Wash. resident goes to Mexico for surgery, returns with rare, possibly deadly infection

by Karina Mazhukhina / KOMO News

Pseudomonas aeruginosa bacteria (Credit: U.S. Centers for Disease Control and Prevention – Medical Illustrator)

What started as a low-cost medical surgery in Tijuana, Mexico turned into one Washington resident developing a rare infection from a potentially deadly strain of bacteria.

As of noon Thursday, the Centers for Disease Control reports three suspected and 12 confirmed cases of the infection across America, including Arkansas, Arizona, Oregon, Utah, Texas, Virginia, and two in Washington state.

The bacteria, known as Pseudomonas aeruginosa, can cause serious infections in hospital patients or those with weakened immune systems, according to the CDC. The bacteria is becoming more resistant to antibiotics, making the infection harder to treat.

Eight of the travelers had surgery at Grand View Hospital in Tijuana, where doctors offer weight loss surgeries for a few thousand dollars, according to the hospital’s website. The average cost of gastric bypass surgery in America is $23,000 – the hospital in Tijuana offers it for $3,999.

The Mexican government closed the hospital until further notice, with the CDC recommending travelers to not have surgeries at that hospital until the government can confirm that the bacteria is no longer there.

Among the 15 cases reported, 13 were between August and December of 2018. There was also one case from 2015 and another from 2017, said David Diagle with the CDC.

Reporting also did not focus on identifying cases prior to fall 2018, so those from prior years might not have been reported, Diagle added.

“Healthy individuals are at low risk for acquiring this organism,” Diagle said. “However, we are concerned about these highly resistant bacteria spreading in healthcare settings.”

* **Data**:
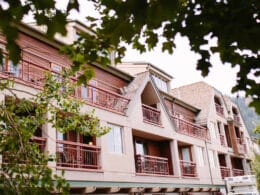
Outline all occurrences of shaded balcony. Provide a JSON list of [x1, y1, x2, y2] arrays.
[[135, 154, 170, 175], [215, 103, 224, 116], [237, 137, 246, 154], [180, 160, 197, 177], [133, 135, 173, 175], [142, 104, 161, 125], [79, 85, 130, 113], [220, 166, 231, 179], [231, 157, 245, 176], [171, 116, 208, 139], [219, 134, 226, 146], [31, 136, 47, 152], [232, 169, 245, 177], [214, 96, 224, 117], [56, 140, 101, 169]]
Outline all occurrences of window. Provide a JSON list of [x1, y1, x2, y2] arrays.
[[209, 122, 217, 139], [208, 150, 216, 168], [197, 147, 204, 167], [152, 75, 168, 92], [135, 140, 148, 155], [8, 60, 20, 77], [107, 124, 123, 153]]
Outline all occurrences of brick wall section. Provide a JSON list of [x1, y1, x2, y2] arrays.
[[171, 82, 214, 121]]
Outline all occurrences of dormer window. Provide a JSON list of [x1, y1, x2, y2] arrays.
[[214, 96, 224, 116], [232, 107, 240, 122], [152, 74, 168, 93]]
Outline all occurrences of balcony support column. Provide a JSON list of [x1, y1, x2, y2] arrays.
[[42, 112, 56, 169], [170, 139, 181, 177]]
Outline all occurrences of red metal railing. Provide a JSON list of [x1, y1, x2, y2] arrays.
[[220, 166, 231, 179], [142, 104, 161, 125], [219, 135, 226, 146], [237, 137, 246, 154], [0, 57, 51, 86], [56, 140, 101, 169], [0, 60, 130, 113], [232, 169, 245, 176], [80, 85, 130, 113], [180, 160, 197, 177], [233, 114, 240, 123], [172, 116, 208, 139], [215, 103, 224, 116], [135, 154, 169, 175]]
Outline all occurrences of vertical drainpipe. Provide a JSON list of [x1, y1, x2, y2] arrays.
[[205, 140, 214, 185]]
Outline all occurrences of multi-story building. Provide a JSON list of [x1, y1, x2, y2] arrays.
[[0, 22, 254, 194], [172, 82, 253, 177]]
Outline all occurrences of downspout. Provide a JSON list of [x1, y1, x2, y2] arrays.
[[205, 140, 214, 185]]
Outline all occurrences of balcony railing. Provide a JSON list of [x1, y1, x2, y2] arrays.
[[0, 60, 130, 113], [237, 137, 246, 154], [180, 160, 197, 177], [31, 136, 46, 152], [135, 154, 169, 175], [81, 85, 130, 113], [233, 114, 240, 123], [142, 104, 161, 125], [215, 103, 224, 116], [56, 140, 101, 169], [219, 135, 226, 146], [232, 169, 245, 176], [172, 116, 208, 139], [220, 166, 231, 179]]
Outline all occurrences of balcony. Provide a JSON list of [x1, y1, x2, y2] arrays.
[[220, 166, 231, 179], [56, 140, 101, 169], [171, 116, 208, 139], [233, 114, 240, 123], [81, 85, 130, 113], [232, 169, 245, 177], [31, 136, 46, 152], [180, 160, 197, 177], [237, 138, 246, 154], [0, 60, 130, 114], [135, 154, 169, 175], [219, 135, 226, 146], [142, 104, 161, 125], [215, 103, 224, 116]]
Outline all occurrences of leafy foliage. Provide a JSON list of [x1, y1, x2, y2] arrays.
[[0, 71, 109, 194]]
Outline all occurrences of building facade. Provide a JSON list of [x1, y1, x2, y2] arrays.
[[0, 22, 254, 194]]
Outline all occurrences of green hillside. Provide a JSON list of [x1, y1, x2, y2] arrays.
[[231, 97, 260, 137]]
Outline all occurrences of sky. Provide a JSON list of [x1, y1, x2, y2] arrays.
[[56, 0, 238, 96]]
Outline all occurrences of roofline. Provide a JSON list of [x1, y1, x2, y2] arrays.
[[18, 22, 133, 81], [123, 61, 173, 79]]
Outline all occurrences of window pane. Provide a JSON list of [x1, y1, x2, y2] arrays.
[[208, 150, 216, 168], [197, 147, 204, 167], [182, 148, 191, 161], [108, 125, 123, 153], [107, 129, 115, 152], [209, 122, 217, 139], [81, 86, 88, 99]]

* **Problems and tasks**:
A. From the article on the Tijuana surgery infections, write out the passage from "Among the 15" up to and including "reported, Diagle added.".
B. Answer these questions using the article on the Tijuana surgery infections:
(i) At which hospital did eight of the travelers have surgery?
(ii) What price does that hospital charge for gastric bypass surgery?
(iii) Of the 15 cases reported, how many occurred between August and December of 2018?

* **Answers to the exercise**:
A.
Among the 15 cases reported, 13 were between August and December of 2018. There was also one case from 2015 and another from 2017, said David Diagle with the CDC.

Reporting also did not focus on identifying cases prior to fall 2018, so those from prior years might not have been reported, Diagle added.

B.
(i) Grand View Hospital in Tijuana
(ii) $3,999
(iii) 13